SET EXERCISE: Please count the lines below that contain the string "grass", and reply with that number alone.
[START DATASET CONTENT]
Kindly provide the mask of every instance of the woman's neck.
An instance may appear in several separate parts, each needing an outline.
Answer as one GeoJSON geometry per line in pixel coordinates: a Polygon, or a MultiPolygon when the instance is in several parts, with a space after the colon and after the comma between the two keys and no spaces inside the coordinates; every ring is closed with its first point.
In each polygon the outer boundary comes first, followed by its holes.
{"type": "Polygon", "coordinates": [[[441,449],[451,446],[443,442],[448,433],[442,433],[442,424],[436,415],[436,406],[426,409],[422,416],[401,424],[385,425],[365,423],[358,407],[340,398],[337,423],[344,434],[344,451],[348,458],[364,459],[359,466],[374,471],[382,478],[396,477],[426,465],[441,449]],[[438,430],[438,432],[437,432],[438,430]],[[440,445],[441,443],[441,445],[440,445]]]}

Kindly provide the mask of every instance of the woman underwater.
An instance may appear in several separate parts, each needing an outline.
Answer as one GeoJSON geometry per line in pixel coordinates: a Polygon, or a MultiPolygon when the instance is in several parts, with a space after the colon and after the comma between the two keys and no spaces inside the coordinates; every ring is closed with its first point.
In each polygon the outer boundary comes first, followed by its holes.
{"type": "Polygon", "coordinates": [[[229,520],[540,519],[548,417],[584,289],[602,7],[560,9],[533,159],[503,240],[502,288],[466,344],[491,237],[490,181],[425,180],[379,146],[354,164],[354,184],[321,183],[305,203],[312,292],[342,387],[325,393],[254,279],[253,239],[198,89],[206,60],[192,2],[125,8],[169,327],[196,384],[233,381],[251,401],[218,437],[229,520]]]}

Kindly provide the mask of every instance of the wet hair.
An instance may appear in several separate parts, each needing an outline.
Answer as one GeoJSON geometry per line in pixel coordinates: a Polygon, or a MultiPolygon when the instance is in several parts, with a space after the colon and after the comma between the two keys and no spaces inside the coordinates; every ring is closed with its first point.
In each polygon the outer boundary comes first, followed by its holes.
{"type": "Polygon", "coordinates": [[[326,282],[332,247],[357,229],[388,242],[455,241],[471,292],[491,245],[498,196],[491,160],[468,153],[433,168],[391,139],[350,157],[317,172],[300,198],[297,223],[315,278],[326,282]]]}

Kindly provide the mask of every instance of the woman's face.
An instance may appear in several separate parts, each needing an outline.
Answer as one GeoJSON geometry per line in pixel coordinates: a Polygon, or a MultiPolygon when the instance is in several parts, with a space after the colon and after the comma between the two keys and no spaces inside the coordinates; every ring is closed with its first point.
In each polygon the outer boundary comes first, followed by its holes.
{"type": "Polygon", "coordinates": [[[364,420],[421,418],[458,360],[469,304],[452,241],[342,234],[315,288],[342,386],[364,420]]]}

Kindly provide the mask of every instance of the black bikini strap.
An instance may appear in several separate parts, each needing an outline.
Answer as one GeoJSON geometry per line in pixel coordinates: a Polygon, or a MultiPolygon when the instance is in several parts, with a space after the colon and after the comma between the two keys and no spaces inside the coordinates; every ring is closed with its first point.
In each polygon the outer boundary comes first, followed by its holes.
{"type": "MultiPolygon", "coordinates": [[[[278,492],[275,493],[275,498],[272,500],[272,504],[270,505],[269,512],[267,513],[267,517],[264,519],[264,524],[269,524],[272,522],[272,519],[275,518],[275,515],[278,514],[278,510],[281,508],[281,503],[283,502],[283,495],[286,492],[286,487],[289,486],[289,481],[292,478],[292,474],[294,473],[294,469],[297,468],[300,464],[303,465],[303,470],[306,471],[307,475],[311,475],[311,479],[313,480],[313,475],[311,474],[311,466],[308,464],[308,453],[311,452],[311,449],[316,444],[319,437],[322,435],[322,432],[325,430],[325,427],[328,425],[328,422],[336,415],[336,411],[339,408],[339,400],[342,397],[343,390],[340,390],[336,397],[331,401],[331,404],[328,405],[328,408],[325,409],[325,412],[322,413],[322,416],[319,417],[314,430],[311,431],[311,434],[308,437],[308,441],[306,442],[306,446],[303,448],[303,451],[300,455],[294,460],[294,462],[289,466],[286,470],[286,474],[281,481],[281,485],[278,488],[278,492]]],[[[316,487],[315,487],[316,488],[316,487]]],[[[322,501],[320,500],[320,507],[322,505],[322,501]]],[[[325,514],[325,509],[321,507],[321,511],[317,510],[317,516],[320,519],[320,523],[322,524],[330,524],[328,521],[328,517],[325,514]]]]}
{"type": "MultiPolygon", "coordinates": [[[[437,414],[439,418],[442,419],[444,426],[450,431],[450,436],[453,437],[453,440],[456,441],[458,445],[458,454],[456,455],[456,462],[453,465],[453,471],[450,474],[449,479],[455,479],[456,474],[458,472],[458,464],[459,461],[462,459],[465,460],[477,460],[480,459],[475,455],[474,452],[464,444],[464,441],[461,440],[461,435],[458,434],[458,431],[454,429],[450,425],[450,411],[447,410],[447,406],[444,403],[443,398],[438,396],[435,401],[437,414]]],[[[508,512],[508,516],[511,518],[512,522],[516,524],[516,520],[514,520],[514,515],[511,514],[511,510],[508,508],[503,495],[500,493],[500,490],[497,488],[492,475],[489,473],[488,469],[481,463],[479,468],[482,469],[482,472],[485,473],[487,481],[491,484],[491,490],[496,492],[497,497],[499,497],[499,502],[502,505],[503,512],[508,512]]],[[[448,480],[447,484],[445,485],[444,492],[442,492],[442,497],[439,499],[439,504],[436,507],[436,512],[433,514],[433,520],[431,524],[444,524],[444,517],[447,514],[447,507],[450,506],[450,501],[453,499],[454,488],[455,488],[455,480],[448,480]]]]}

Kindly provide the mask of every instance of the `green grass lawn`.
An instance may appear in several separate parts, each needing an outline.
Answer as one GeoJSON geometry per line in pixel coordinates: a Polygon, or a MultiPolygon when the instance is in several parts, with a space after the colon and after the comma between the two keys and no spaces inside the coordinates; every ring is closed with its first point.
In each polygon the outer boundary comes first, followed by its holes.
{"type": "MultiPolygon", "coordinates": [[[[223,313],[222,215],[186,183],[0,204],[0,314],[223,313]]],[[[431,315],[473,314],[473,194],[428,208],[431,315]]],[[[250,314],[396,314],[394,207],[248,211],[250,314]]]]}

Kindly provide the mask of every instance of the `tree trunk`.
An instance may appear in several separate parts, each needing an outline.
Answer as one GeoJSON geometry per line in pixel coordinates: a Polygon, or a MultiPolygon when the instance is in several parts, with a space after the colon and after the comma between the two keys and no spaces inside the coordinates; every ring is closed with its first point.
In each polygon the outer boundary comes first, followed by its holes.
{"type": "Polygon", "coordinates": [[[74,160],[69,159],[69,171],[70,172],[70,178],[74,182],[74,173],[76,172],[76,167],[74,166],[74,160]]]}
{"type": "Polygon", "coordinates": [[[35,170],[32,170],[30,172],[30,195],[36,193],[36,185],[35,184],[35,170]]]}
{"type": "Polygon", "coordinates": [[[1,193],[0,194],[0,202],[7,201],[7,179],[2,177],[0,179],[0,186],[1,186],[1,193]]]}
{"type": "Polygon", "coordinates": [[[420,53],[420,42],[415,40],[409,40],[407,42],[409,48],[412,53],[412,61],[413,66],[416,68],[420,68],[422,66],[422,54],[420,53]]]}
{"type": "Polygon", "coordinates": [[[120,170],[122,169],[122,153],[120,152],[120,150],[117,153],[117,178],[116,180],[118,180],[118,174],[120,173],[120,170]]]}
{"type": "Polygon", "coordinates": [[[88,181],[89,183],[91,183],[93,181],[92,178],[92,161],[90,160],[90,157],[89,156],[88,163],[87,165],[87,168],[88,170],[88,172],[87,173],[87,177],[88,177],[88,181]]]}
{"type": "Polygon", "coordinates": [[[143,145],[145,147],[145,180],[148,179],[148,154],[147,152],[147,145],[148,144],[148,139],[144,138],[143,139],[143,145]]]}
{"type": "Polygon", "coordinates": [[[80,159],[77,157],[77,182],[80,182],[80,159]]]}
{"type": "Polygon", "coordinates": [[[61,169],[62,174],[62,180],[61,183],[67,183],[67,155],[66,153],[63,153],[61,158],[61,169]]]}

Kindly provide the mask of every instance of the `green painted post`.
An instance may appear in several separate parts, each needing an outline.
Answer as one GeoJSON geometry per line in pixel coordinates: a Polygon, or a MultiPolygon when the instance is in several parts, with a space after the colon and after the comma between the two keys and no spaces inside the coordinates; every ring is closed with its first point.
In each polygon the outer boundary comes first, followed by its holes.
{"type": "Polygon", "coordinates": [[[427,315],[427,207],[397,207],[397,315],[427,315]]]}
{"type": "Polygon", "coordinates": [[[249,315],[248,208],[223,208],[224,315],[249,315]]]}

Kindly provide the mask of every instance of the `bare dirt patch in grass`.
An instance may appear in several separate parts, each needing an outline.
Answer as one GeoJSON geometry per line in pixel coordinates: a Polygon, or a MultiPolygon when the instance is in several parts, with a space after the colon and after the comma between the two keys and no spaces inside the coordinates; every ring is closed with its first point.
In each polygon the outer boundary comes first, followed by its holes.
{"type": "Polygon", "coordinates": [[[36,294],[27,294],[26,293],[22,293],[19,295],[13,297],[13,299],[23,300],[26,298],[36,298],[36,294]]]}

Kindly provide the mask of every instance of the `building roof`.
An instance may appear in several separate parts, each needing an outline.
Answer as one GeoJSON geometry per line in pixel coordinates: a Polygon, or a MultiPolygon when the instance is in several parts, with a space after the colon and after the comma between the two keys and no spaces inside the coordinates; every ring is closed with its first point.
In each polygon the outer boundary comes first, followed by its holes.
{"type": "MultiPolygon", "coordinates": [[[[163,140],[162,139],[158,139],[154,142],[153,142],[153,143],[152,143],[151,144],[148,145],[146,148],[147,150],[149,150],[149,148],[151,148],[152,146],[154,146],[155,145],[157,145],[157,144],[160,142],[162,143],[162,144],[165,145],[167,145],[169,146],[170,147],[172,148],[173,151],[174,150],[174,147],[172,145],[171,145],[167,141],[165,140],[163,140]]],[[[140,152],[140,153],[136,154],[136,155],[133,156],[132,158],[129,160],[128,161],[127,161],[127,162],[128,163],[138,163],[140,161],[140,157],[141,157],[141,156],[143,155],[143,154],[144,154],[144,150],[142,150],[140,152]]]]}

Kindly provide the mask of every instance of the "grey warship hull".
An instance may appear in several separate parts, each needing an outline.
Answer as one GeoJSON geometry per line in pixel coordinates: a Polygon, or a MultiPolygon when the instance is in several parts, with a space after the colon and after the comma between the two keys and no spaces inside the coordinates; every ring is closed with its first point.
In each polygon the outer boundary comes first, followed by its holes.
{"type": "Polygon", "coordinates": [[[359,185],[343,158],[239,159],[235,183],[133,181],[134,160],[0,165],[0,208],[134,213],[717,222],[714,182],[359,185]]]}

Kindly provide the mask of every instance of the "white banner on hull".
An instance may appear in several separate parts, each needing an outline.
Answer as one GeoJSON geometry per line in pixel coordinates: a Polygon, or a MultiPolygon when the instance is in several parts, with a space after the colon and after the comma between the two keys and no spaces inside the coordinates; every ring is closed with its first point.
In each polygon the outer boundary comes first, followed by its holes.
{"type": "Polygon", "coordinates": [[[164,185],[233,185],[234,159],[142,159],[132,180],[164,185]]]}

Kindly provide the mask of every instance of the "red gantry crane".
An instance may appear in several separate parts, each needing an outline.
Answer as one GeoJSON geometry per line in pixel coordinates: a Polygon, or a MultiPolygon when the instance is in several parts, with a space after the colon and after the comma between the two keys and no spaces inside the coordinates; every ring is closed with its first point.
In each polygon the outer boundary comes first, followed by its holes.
[END DATASET CONTENT]
ANSWER BELOW: 2